• **Written instruction**:
Rewrite all lines of the records below, changing only the coordinate pairs in the answers: scale each number by 0.85 and round it to the nearest whole number, with halves rounded up.
===============
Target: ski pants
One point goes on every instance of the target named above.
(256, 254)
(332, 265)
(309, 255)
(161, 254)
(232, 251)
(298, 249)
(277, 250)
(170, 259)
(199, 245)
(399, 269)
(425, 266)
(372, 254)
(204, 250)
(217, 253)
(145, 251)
===============
• **Correct result**:
Target: ski pants
One point goes on every instance of the target named above.
(218, 216)
(282, 225)
(263, 217)
(137, 216)
(197, 213)
(253, 212)
(235, 213)
(145, 220)
(169, 208)
(339, 229)
(361, 226)
(316, 216)
(173, 213)
(184, 215)
(123, 213)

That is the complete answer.